**EXERCISE REQUIREMENTS**
Copy out each of the records below verbatim, omitting the pictures.

/---

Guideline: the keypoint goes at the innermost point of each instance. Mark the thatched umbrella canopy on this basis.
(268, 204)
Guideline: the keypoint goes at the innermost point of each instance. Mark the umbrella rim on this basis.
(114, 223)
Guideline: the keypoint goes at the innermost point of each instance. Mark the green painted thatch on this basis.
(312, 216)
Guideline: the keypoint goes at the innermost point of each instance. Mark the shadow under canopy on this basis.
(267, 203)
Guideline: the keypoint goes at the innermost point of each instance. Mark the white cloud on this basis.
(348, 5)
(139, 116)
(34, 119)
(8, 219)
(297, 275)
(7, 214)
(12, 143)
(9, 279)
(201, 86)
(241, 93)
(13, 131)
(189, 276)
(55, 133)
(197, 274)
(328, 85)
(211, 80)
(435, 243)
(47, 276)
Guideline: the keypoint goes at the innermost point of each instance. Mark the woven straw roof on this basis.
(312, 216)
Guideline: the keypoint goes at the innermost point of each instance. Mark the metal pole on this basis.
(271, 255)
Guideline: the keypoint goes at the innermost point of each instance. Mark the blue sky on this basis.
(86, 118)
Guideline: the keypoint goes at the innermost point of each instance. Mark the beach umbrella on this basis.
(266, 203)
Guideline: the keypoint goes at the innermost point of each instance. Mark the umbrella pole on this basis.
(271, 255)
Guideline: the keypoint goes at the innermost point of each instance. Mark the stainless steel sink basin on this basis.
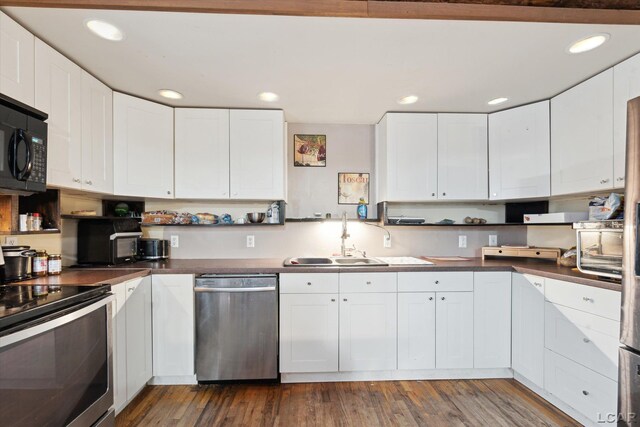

\---

**TASK RESPONSE**
Guideline: the keypoint goes at the innermost point of each instance. Mark the thatched umbrella canopy on this basis.
(268, 204)
Guideline: the keypoint goes at the innermost point of each instance. Mark the umbrella rim on this basis.
(114, 223)
Guideline: the keypoint goes at the innermost point of each instance. Mark the green painted thatch on this basis.
(312, 216)
Guideline: the keypoint goes at the innermost point of each instance. Mark the shadow under canopy on this basis.
(267, 203)
Guideline: the keypoint goes at the innermost point of each instance. Mark the white cloud on this basis.
(348, 5)
(139, 116)
(34, 119)
(8, 219)
(297, 275)
(7, 214)
(12, 143)
(9, 279)
(201, 86)
(241, 93)
(13, 131)
(189, 276)
(55, 133)
(197, 274)
(328, 85)
(211, 80)
(435, 243)
(47, 276)
Guideline: the keypoint goes at the innermost point of each instance. Mark the woven straw roof on this basis.
(312, 216)
Guideline: the keypoint goes at the innermost point of each instance. Mark the metal pole on this basis.
(271, 255)
Guideline: the keypoint goes at the innermost point of each instance. Mark the blue sky on this basis.
(86, 118)
Guideline: the keypoint goes at the innermost point of each instance. Mark the beach umbrella on this basis.
(266, 203)
Guideline: the keypoint goes at the innermost point of each instance. Mark the umbrella pole on this basis.
(271, 255)
Guideline: the keypoint goes at the innermost point of each instance. Mark the stainless steel sink basin on this basis.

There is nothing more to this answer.